__Verilen metin__:
■ ■ ■ ■

Tesla: Birinci mesele yiyecek. Aç bir dünyayı beslemek için ne kadar yıldız veya Dünya enerjisi gerekir? Bir diğeri kötülüğün ve acının gücünü yok etmektir. Bu, uzayın derinliklerinde bir salgın olarak görülür. Üçüncüsü de evrende aşırı ışık var mıdır? Tüm astronomik yasaların ortadan kalktığı ve matematiksel denklemlerin işe yaramadığı, değişime uğramayan bir yıldız keşfettim. Bu yıldız bu galakside. Boyutu bir elma kadar, ağırlığı ise tüm Güneş Sistemi’miz kadar. Biliyorum, yer çekimi kanunları uçmak için aşılması gereken bir şey, ancak ben bireylerin fiziksel olarak uçmasını değil, bilinçleriyle bir yerden bir yere gitmesini araştırıyorum. Havadaki enerjiyi uyandırmaya çalışıyorum. Bu gezegende boş bir alan yok. Boş olarak düşünülen alan sadece maddenin farklı bir tezahürü.

■ ■ ■ ■

__Verilen materyal__:
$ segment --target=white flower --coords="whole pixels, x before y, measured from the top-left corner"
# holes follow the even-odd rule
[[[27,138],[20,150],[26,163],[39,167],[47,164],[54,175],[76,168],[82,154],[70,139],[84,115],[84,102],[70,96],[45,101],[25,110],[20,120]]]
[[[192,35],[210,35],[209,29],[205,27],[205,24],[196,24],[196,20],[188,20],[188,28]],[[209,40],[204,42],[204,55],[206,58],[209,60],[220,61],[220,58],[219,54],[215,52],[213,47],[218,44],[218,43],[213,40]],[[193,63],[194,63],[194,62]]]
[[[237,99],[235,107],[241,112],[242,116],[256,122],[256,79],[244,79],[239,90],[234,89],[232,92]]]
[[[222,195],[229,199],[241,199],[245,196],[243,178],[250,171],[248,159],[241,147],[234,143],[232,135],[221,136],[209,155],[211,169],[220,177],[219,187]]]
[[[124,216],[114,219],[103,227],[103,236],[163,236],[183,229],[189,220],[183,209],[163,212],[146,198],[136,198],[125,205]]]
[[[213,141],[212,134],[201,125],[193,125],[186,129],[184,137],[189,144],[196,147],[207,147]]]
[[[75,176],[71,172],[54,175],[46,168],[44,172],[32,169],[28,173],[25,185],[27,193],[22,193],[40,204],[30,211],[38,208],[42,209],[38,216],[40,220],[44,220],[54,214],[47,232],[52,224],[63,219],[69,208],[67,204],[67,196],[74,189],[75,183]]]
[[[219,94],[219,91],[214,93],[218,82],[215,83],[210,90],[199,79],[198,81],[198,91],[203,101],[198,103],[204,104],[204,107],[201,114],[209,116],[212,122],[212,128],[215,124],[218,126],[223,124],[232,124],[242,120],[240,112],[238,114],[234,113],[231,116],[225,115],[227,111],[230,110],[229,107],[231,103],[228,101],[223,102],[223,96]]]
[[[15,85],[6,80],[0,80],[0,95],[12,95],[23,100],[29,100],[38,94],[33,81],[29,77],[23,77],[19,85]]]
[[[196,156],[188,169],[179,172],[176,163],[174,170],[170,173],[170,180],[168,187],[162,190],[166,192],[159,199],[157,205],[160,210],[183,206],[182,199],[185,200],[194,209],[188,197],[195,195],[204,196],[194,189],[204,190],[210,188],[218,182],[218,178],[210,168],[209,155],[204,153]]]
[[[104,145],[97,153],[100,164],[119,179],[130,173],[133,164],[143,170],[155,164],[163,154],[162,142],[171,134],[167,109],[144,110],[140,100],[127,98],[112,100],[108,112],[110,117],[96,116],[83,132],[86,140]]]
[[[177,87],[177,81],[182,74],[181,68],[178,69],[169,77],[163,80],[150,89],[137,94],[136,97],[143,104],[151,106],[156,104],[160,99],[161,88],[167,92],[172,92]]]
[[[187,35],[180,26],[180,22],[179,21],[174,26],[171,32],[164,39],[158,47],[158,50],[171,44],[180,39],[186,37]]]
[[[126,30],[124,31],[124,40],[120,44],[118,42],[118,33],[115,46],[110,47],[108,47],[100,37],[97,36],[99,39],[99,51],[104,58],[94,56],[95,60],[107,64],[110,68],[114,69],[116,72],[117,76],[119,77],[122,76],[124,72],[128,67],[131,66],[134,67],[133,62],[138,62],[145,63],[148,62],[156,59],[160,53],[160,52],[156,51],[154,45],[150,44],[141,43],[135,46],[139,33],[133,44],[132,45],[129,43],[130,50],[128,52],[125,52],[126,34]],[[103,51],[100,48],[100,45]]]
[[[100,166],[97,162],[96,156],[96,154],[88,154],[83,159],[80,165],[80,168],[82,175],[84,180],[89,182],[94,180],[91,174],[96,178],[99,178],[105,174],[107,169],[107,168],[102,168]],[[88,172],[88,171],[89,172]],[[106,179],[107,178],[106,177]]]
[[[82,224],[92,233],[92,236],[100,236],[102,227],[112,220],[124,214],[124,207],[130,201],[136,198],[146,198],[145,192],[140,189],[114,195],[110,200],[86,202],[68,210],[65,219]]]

■ ■ ■ ■

Tesla'nın yiyecek, ışık ve boş alan üzerine sözlerini aktaran metni son cümlesinden sonra sürdürün. Materyalin metinle hiçbir ilgisi yoktur.

Gazeteci: Her gün evinizin penceresine kuşların geldiği söyleniyor.

Tesla: İnsan kuşlara karşı duygusal olmalı. Onlar gerçeğin habercisidirler.

Gazeteci: Smiljan’daki o günlerden beri uçmayı bırakmadınız.

Tesla: Çocukken çatıdan uçmak istedim ve düştüm. Hesaplamaları yanlış yapmışım. Unutma, gençlik yaşamdaki en önemli kanattır!

Gazeteci: Hiç evlendiniz mi?

Tesla: Hayır.

Gazeteci: Rölativite teorisine saldırdığınız için hayranlarınız şikayet ediyor. Eğer enerji her yerde ise nerede bu göremediklerimiz?

Tesla: İlk önce enerji, sonra madde oluşuyor. Evren ışık olarak bildiğimiz özgün ve ebedi enerjiden doğdu. Madde sonsuz ışık formlarının bir tezahürüdür. Evrenin dört temel yasası var. Birincisi, matematiksel bir ölçünün olması. İkincisi karanlığın içinde yayılıyor olması. Üçüncüsü ışığın bir ışınsal maddeye dönüşmesi. Dördüncüsü başı ve sonu olmaması. Yaratılış sonsuzdur.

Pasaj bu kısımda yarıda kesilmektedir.